▶ Página:
+++
Juntos e Shallow “Não”

A linguagem de uma canção popular é fruto da soma entre a linguagem poética com a linguagem musical

Virou assunto na internet a gravação de uma versão brasileira de “Shallow”, feita por Paula Fernandes e Luan Santana. O foco dessa coluna que escrevo no Plural é a música do cinema e, como se trata de uma canção oriunda de um filme, vou dedicar algumas linhas para comentar esse episódio, pitoresco, da nossa indústria cultural nacional.

Não tem nada de anormal no fato de uma cantora como Paula Fernandes ter tentado surfar na onda de um sucesso “gringo”. Isso é antigo, Leandro e Leonardo gravavam músicas americanas em quase todos os seus discos. “Eu Juro”, por exemplo, é uma delas. Trata-se de uma versão da canção “I Swaer”, do cantor country americano John Michael Montgomery, que entrou na lista das 100 melhores da Billboard em 1994. A canção teve também uma versão R&B com a banda californiana All-4-One. Essa última fez parte da trilha do filme Apenas Amigos (2005), estrelado por Ryan Reynolds.

Sobre a Shallow Tupiniquim, o que ficou estranho mesmo foram as explicações da Paula Fernandes. Aquela conversa de fazer uma homenagem à canção original não colou. Claro que ela não falaria algo do tipo: “quis aproveitar o ensejo”. Nem precisava, ficou mais do que claro que o lance todo foi comercial. O mesmo vale para o Luan Santana, que entrou no pacote. Aliás, não fosse por essa “obra” sequer estaríamos falando dos dois.

Vamos a alguns questionamentos:

  • Precisa mesmo fazer uma homenagem à canção da Lady Gaga?
  • Qual a relevância disso para a música nacional?
  • Qual a contribuição dada por Paula Fernandes e Luan Santana à música popular brasileira desde que surgiram no cenário musical?

As respostas podem variar pouco entre “não” e “nenhuma”. Os dois artistas são produtos da mídia, da publicidade e da indústria.
+++
▶ Lista de registros:
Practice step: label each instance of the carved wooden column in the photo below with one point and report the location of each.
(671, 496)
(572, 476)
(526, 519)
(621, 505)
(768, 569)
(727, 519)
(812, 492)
+++
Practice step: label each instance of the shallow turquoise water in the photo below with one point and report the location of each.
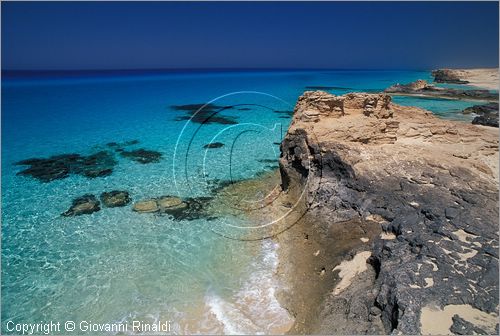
+++
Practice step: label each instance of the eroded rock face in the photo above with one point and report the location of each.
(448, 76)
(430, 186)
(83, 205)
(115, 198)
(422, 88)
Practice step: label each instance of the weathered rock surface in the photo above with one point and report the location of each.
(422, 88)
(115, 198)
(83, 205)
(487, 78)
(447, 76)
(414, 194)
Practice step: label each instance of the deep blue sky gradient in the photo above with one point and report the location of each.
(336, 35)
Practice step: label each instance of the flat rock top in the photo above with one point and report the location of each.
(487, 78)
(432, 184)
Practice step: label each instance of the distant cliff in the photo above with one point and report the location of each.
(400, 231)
+++
▶ Questões:
A – Responda com base na coluna sobre a versão brasileira de “Shallow”:
(i) Quem gravou essa versão?
(ii) De que cantor é a canção americana que deu origem a “Eu Juro”?
(iii) De que filme fez parte a versão gravada pela banda All-4-One?
B – Retome a coluna sobre a versão brasileira de “Shallow” a partir da última frase apresentada e dê continuidade ao texto.
A listagem é um material à parte, independente da página.

▶ Respostas do exercício:
A –
(i) Paula Fernandes e Luan Santana.
(ii) John Michael Montgomery.
(iii) Apenas Amigos (2005).

B –
Mas por que a canção “Juntos” e sua frase bisonha com o “Shallow Now” é tão ruim?

Por uma razão muito simples: linguagem. E não falo apenas sobre o uso confuso do idioma, mas sim sobre a “Linguagem da Canção”. Explico:

A linguagem de uma canção popular é fruto da soma entre a linguagem poética, que carrega os elementos textuais, com a linguagem musical (melodia, harmonia, ritmo, forma, etc). Esse tipo de análise interna da canção vem de estudos acadêmicos sérios, como o de José Geraldo Vinci de Moraes, publicado em 2000 pela Revista Brasileira de História, da Universidade Estadual Paulista. Logo, a letra de uma canção não é feita para ser lida como poesia, mas para ser cantada como música.

Quando se faz uma versão de uma música de outro idioma é preciso atentar para alguns cuidados específicos, que são:

  1. Não corromper a ideia original do compositor;
  2. Cuidar para que a adaptação ao novo idioma não estrague a musicalidade da canção.

Fazendo o contrário disso, a versão poderá causar “aversão” aos ouvintes mais atentos.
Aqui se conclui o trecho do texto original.